Output every entry exactly as written, but omit the pictures.

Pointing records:
— begin —
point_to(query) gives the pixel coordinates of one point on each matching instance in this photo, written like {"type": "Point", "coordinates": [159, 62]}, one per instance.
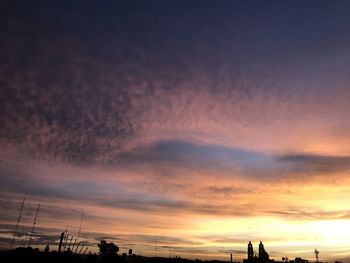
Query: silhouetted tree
{"type": "Point", "coordinates": [108, 251]}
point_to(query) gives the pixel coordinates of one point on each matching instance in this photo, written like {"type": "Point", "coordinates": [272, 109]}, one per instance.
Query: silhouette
{"type": "Point", "coordinates": [108, 251]}
{"type": "Point", "coordinates": [263, 256]}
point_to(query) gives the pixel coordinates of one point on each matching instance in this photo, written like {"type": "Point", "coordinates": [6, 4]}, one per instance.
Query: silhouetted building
{"type": "Point", "coordinates": [263, 256]}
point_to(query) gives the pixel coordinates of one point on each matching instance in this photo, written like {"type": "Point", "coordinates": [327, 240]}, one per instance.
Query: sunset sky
{"type": "Point", "coordinates": [186, 126]}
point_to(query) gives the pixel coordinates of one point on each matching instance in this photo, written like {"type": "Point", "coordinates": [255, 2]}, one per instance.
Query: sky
{"type": "Point", "coordinates": [180, 128]}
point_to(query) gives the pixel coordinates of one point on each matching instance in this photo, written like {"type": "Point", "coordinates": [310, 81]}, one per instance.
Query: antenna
{"type": "Point", "coordinates": [31, 233]}
{"type": "Point", "coordinates": [155, 248]}
{"type": "Point", "coordinates": [18, 219]}
{"type": "Point", "coordinates": [316, 254]}
{"type": "Point", "coordinates": [81, 222]}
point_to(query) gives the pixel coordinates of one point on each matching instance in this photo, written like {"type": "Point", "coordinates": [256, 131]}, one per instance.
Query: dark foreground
{"type": "Point", "coordinates": [29, 255]}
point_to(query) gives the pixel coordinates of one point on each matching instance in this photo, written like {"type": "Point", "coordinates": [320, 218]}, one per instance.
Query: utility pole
{"type": "Point", "coordinates": [31, 233]}
{"type": "Point", "coordinates": [18, 219]}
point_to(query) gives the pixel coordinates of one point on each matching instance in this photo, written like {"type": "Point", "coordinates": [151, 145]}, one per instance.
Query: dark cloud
{"type": "Point", "coordinates": [316, 164]}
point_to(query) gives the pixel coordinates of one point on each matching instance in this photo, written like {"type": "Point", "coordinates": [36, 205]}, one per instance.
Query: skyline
{"type": "Point", "coordinates": [200, 125]}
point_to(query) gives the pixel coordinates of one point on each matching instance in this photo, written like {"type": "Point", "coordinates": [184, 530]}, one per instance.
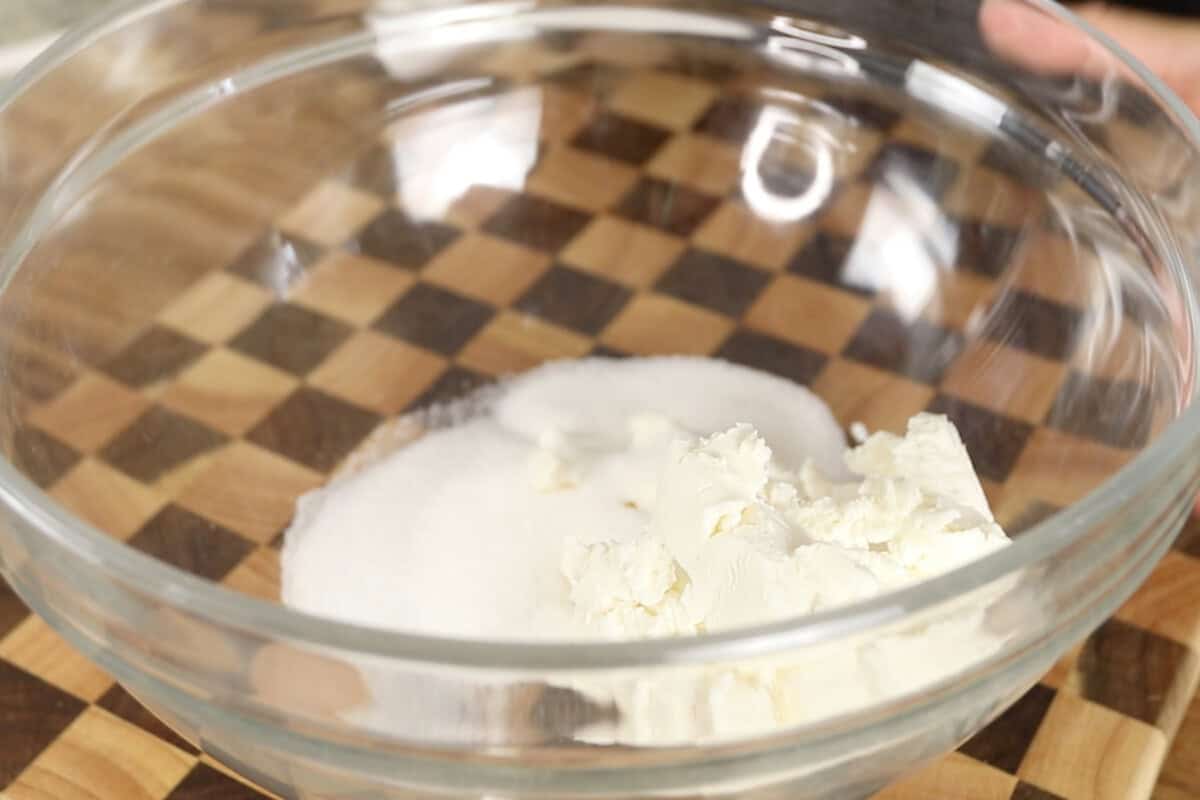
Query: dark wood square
{"type": "Point", "coordinates": [157, 354]}
{"type": "Point", "coordinates": [204, 782]}
{"type": "Point", "coordinates": [863, 110]}
{"type": "Point", "coordinates": [277, 260]}
{"type": "Point", "coordinates": [985, 248]}
{"type": "Point", "coordinates": [435, 318]}
{"type": "Point", "coordinates": [994, 441]}
{"type": "Point", "coordinates": [1188, 540]}
{"type": "Point", "coordinates": [621, 138]}
{"type": "Point", "coordinates": [1132, 671]}
{"type": "Point", "coordinates": [40, 456]}
{"type": "Point", "coordinates": [730, 118]}
{"type": "Point", "coordinates": [537, 222]}
{"type": "Point", "coordinates": [773, 355]}
{"type": "Point", "coordinates": [1011, 158]}
{"type": "Point", "coordinates": [119, 702]}
{"type": "Point", "coordinates": [157, 441]}
{"type": "Point", "coordinates": [713, 281]}
{"type": "Point", "coordinates": [669, 206]}
{"type": "Point", "coordinates": [191, 542]}
{"type": "Point", "coordinates": [919, 349]}
{"type": "Point", "coordinates": [1031, 515]}
{"type": "Point", "coordinates": [33, 714]}
{"type": "Point", "coordinates": [397, 239]}
{"type": "Point", "coordinates": [822, 258]}
{"type": "Point", "coordinates": [315, 428]}
{"type": "Point", "coordinates": [375, 172]}
{"type": "Point", "coordinates": [1117, 413]}
{"type": "Point", "coordinates": [605, 352]}
{"type": "Point", "coordinates": [291, 337]}
{"type": "Point", "coordinates": [1029, 792]}
{"type": "Point", "coordinates": [929, 170]}
{"type": "Point", "coordinates": [1035, 324]}
{"type": "Point", "coordinates": [576, 300]}
{"type": "Point", "coordinates": [453, 384]}
{"type": "Point", "coordinates": [1006, 740]}
{"type": "Point", "coordinates": [12, 609]}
— end —
◆ FULL OUTPUT
point_to(query) gives the pixel coordinates of one point on each matching instance in this photo, written like {"type": "Point", "coordinates": [159, 62]}, one per instance.
Query: silhouetted tree
{"type": "Point", "coordinates": [108, 251]}
point_to(query) gives the pixel coordinates of one point on each matching instance in this photo, written like {"type": "Point", "coordinates": [272, 109]}, one per instance.
Query: silhouette
{"type": "Point", "coordinates": [108, 251]}
{"type": "Point", "coordinates": [263, 256]}
point_to(query) gives the pixel coordinates of one point on each matching instance in this photo, written like {"type": "Point", "coordinates": [6, 4]}, one per instance.
Query: silhouetted building
{"type": "Point", "coordinates": [263, 256]}
point_to(query) gives the pixel coordinates of one point on each matching instance in this photo, written like {"type": "Point", "coordinates": [327, 240]}, one per instance.
Query: sunset sky
{"type": "Point", "coordinates": [186, 126]}
point_to(query) gives the pixel coordinates of one point on each matching instance in this photo, written like {"type": "Point", "coordinates": [255, 2]}, one per instance.
Query: sky
{"type": "Point", "coordinates": [180, 128]}
point_to(query) gives the pixel coordinates of one point on each matching instance in this photo, written like {"type": "Point", "coordinates": [310, 81]}, one per instance.
Query: antenna
{"type": "Point", "coordinates": [31, 233]}
{"type": "Point", "coordinates": [155, 248]}
{"type": "Point", "coordinates": [18, 219]}
{"type": "Point", "coordinates": [316, 254]}
{"type": "Point", "coordinates": [81, 222]}
point_to(query) gives the pixel coordinates of one point on each matching instance in this photo, written like {"type": "Point", "coordinates": [256, 131]}, one per instance.
Query: dark foreground
{"type": "Point", "coordinates": [29, 255]}
point_to(query) gives the pixel coordinates of one point on each matching instance in this photo, written like {"type": "Point", "coordinates": [320, 218]}, one per instance.
Query: utility pole
{"type": "Point", "coordinates": [31, 233]}
{"type": "Point", "coordinates": [18, 219]}
point_to(query) gives the pixel coordinates of one point on each matching instance in this photo, written like {"type": "Point", "coordinates": [151, 145]}, one per instance.
Query: dark cloud
{"type": "Point", "coordinates": [316, 164]}
point_to(query) gives the pixel coordinates of one point on each matching instance in this photo, written like {"type": "Point", "coordinates": [36, 205]}, one per instance.
Query: skyline
{"type": "Point", "coordinates": [200, 125]}
point_to(query) gives the pixel coordinates of one point on each matching instance in this photo, written like {"type": "Point", "coordinates": [184, 530]}, one per instance.
Query: dark wood square
{"type": "Point", "coordinates": [157, 354]}
{"type": "Point", "coordinates": [204, 782]}
{"type": "Point", "coordinates": [863, 110]}
{"type": "Point", "coordinates": [277, 260]}
{"type": "Point", "coordinates": [985, 248]}
{"type": "Point", "coordinates": [435, 318]}
{"type": "Point", "coordinates": [994, 441]}
{"type": "Point", "coordinates": [1188, 540]}
{"type": "Point", "coordinates": [621, 138]}
{"type": "Point", "coordinates": [1132, 671]}
{"type": "Point", "coordinates": [40, 456]}
{"type": "Point", "coordinates": [730, 118]}
{"type": "Point", "coordinates": [537, 222]}
{"type": "Point", "coordinates": [773, 355]}
{"type": "Point", "coordinates": [1011, 158]}
{"type": "Point", "coordinates": [119, 702]}
{"type": "Point", "coordinates": [157, 441]}
{"type": "Point", "coordinates": [713, 281]}
{"type": "Point", "coordinates": [669, 206]}
{"type": "Point", "coordinates": [191, 542]}
{"type": "Point", "coordinates": [919, 349]}
{"type": "Point", "coordinates": [1031, 515]}
{"type": "Point", "coordinates": [33, 714]}
{"type": "Point", "coordinates": [397, 239]}
{"type": "Point", "coordinates": [822, 258]}
{"type": "Point", "coordinates": [315, 428]}
{"type": "Point", "coordinates": [375, 172]}
{"type": "Point", "coordinates": [1117, 413]}
{"type": "Point", "coordinates": [605, 352]}
{"type": "Point", "coordinates": [291, 337]}
{"type": "Point", "coordinates": [1029, 792]}
{"type": "Point", "coordinates": [929, 170]}
{"type": "Point", "coordinates": [1035, 324]}
{"type": "Point", "coordinates": [576, 300]}
{"type": "Point", "coordinates": [453, 384]}
{"type": "Point", "coordinates": [1006, 740]}
{"type": "Point", "coordinates": [12, 609]}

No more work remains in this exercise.